● Aim of the task
The word "cabinet" marks the lines to keep; find each one in the data and copy it.

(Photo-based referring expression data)

/---

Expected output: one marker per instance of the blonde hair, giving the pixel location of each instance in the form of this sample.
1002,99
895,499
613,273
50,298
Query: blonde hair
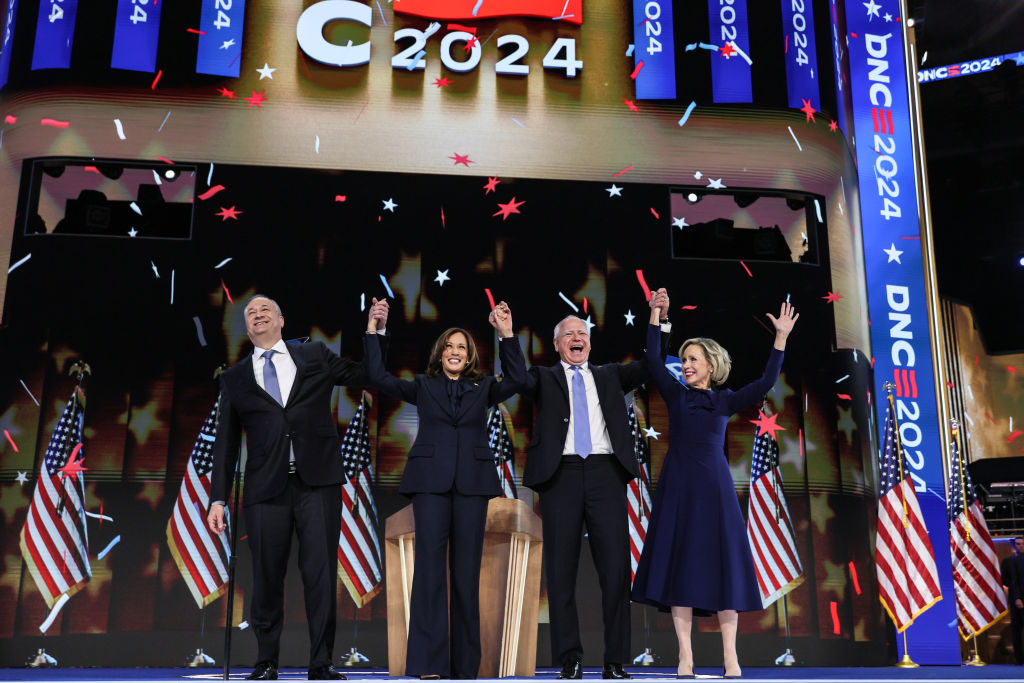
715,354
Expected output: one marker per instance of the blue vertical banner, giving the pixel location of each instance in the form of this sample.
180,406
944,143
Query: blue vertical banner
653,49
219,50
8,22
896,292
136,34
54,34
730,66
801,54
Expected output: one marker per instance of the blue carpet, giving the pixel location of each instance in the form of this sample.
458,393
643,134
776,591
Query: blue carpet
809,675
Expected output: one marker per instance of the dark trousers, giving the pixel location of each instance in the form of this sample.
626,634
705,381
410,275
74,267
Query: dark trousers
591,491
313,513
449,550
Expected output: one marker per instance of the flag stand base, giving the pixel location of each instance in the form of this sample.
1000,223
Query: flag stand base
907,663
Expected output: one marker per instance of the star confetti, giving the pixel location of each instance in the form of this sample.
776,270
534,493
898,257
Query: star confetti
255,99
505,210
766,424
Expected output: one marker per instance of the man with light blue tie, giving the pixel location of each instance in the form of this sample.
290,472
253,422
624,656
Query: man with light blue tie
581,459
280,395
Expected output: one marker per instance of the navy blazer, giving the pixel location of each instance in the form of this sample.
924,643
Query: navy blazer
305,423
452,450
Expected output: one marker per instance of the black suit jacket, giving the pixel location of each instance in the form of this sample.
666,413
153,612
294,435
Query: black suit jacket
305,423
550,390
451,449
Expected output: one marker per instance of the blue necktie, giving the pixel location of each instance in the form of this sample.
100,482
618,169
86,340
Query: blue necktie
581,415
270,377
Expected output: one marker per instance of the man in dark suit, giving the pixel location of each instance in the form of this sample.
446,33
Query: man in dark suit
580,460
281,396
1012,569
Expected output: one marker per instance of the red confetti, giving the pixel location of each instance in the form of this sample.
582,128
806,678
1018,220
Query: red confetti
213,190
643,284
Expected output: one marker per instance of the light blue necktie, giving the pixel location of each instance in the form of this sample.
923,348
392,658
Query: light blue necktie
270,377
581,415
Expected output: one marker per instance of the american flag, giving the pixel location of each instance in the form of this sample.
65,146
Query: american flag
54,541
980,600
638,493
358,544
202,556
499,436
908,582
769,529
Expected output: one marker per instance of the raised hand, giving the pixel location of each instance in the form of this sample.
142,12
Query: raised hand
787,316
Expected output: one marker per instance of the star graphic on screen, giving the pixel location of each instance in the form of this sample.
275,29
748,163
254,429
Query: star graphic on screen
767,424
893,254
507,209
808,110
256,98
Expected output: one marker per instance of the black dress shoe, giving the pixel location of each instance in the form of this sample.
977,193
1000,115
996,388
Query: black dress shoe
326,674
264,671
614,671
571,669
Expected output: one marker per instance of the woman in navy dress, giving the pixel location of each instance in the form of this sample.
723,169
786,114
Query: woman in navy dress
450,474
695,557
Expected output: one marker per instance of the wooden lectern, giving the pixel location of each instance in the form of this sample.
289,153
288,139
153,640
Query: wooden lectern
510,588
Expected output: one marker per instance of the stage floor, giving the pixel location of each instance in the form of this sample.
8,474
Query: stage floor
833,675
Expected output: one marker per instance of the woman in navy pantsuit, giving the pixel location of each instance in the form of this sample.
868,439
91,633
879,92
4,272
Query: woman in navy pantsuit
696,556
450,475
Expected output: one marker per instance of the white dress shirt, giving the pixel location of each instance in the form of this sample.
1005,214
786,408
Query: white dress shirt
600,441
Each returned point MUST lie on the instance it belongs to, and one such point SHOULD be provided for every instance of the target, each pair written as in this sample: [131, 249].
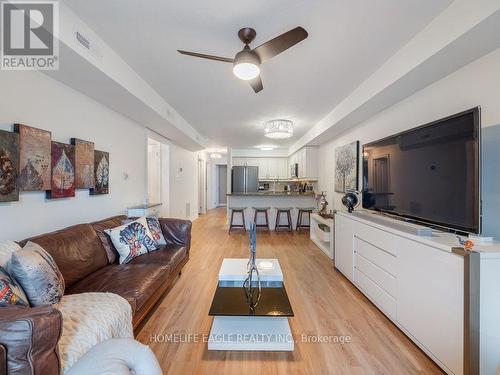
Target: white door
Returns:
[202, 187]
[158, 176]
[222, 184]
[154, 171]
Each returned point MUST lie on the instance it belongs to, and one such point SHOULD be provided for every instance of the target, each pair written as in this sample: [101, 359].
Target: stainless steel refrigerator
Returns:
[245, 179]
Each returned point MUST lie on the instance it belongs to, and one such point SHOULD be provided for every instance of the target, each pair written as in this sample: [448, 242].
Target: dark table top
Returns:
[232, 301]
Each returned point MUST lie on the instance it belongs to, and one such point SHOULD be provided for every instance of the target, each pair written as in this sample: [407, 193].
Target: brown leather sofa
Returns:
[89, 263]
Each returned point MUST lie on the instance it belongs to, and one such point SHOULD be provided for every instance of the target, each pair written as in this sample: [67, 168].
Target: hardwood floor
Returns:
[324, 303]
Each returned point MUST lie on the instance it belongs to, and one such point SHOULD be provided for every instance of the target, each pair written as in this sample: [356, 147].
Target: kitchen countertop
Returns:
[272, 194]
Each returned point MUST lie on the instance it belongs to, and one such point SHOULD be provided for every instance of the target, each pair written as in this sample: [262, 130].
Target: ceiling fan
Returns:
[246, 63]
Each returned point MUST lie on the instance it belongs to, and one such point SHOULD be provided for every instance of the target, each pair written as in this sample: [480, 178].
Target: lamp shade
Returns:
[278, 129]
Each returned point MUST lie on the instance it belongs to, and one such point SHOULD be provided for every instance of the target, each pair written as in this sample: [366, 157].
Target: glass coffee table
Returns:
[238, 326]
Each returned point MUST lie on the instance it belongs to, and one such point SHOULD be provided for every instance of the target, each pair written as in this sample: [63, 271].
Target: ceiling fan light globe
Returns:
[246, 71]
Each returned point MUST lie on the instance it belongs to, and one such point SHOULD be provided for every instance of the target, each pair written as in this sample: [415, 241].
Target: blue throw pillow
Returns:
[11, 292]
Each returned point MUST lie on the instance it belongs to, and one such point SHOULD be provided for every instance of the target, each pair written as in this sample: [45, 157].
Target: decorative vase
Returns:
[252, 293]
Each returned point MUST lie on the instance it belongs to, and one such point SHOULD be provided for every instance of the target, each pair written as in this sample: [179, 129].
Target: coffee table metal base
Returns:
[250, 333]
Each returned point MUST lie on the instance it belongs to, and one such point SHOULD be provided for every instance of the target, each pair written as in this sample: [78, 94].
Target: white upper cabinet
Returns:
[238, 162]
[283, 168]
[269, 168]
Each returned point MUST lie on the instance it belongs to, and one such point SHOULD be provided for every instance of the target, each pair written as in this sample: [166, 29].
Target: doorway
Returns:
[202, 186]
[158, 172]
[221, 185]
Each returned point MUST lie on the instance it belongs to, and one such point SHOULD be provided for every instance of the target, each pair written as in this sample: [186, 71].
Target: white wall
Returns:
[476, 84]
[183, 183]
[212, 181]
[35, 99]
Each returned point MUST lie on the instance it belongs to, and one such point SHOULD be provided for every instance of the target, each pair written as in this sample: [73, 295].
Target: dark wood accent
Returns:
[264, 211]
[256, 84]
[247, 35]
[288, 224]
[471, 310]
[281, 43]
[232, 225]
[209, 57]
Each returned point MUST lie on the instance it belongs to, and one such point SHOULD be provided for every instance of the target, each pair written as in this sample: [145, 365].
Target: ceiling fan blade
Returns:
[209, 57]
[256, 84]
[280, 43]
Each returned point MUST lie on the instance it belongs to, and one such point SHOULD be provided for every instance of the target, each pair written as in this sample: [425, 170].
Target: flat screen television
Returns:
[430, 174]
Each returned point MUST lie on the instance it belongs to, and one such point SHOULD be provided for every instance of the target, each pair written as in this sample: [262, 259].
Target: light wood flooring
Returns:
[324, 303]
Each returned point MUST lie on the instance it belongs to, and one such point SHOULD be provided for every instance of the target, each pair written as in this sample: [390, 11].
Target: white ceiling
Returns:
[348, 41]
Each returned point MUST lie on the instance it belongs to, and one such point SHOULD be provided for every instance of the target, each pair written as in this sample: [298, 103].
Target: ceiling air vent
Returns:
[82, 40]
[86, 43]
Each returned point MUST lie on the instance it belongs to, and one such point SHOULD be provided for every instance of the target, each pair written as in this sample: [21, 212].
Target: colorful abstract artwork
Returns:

\---
/---

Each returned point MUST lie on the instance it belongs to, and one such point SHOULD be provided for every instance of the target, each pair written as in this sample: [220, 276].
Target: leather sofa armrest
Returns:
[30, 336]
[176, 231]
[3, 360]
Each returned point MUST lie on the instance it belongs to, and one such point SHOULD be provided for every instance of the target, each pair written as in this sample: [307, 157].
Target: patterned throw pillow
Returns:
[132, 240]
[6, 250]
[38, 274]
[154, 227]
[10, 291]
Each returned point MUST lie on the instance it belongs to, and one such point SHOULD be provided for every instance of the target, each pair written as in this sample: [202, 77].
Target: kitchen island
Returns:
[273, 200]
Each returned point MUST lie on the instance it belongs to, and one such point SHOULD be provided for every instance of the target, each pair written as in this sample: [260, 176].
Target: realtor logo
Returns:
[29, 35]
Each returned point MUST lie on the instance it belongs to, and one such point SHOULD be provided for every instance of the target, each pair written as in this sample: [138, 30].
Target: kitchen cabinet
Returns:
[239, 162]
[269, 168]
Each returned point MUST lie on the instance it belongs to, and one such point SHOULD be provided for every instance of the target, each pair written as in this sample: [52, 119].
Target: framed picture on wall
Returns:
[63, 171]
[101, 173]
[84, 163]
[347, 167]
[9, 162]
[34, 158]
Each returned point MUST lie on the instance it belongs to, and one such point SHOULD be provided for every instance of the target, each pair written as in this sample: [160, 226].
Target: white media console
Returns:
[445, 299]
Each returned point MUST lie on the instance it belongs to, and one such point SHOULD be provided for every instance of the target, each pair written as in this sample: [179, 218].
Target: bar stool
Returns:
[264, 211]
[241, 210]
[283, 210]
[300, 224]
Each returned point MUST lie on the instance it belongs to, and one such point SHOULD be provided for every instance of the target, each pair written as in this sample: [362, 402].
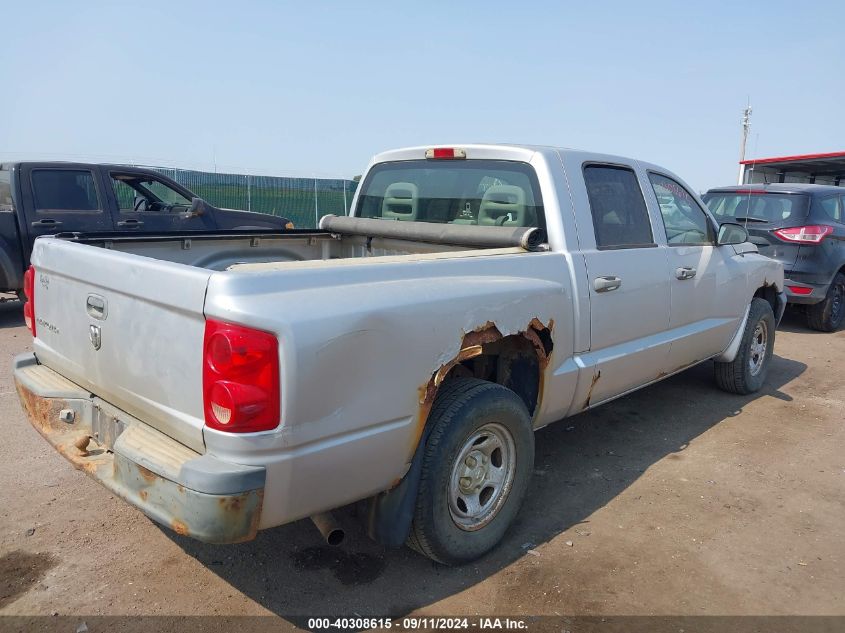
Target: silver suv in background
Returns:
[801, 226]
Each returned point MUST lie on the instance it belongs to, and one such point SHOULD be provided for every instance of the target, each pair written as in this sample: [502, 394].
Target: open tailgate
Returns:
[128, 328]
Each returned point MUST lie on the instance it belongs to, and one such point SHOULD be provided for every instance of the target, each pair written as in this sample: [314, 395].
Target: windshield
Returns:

\---
/---

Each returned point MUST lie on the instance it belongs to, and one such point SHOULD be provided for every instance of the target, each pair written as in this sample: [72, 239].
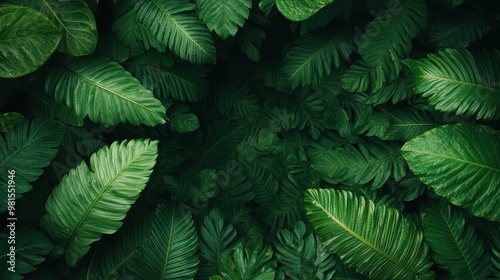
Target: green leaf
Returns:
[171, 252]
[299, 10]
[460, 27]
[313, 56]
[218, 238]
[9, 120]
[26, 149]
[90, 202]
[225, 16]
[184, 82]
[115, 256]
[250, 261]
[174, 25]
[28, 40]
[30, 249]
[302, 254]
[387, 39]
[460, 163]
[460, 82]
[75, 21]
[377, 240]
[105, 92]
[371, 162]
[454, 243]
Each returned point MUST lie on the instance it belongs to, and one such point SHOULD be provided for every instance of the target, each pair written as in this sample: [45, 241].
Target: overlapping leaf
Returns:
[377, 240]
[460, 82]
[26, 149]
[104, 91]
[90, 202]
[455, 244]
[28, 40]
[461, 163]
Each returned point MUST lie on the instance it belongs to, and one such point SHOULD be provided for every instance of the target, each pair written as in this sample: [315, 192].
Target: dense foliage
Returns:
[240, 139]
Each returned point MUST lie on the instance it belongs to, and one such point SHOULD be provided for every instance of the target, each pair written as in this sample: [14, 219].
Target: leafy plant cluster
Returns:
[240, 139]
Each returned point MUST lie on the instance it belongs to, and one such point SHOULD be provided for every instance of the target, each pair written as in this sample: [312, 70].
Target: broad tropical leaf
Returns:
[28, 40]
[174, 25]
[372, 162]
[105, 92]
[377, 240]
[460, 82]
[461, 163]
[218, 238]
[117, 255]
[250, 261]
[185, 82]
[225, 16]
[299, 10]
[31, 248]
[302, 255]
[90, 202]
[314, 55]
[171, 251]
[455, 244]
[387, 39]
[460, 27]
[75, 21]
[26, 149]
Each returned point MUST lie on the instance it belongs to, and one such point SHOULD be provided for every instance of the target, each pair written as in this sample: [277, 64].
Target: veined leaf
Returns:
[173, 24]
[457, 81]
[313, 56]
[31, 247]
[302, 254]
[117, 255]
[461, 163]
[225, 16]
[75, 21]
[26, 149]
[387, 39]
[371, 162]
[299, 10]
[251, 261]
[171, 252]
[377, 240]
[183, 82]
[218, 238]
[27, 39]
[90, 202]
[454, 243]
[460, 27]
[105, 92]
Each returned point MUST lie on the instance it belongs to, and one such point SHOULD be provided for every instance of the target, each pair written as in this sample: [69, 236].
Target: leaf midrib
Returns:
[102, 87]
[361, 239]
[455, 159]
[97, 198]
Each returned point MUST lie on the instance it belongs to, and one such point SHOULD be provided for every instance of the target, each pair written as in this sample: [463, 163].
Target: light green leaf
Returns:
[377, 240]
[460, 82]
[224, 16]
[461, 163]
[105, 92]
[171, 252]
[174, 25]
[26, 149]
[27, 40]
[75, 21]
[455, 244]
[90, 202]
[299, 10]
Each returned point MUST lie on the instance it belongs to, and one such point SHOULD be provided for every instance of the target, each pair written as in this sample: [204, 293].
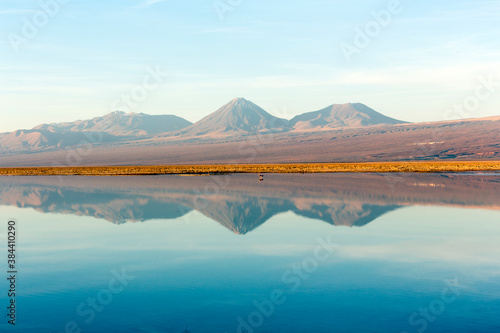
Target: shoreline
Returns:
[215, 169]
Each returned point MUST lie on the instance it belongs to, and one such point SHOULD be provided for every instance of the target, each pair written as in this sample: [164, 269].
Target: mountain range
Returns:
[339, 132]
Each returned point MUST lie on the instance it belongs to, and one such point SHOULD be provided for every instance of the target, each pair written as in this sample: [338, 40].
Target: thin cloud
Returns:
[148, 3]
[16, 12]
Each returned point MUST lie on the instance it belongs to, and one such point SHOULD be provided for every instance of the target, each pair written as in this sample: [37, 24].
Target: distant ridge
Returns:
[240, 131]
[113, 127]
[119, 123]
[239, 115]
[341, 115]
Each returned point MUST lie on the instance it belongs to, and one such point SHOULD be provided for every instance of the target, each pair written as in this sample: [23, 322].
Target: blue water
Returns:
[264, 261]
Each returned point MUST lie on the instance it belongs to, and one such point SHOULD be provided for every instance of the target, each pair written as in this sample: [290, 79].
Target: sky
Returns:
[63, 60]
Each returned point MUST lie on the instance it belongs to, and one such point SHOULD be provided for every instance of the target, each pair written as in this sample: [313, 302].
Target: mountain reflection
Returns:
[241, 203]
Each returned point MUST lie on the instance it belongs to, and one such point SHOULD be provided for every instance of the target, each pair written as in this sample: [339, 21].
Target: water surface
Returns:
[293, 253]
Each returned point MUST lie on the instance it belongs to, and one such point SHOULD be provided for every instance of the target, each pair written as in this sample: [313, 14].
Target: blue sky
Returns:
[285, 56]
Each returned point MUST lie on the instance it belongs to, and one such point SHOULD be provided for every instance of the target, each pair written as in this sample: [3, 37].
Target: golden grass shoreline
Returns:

\---

● Solution to the exercise
Target: white upper cabinet
Target: kitchen cabinet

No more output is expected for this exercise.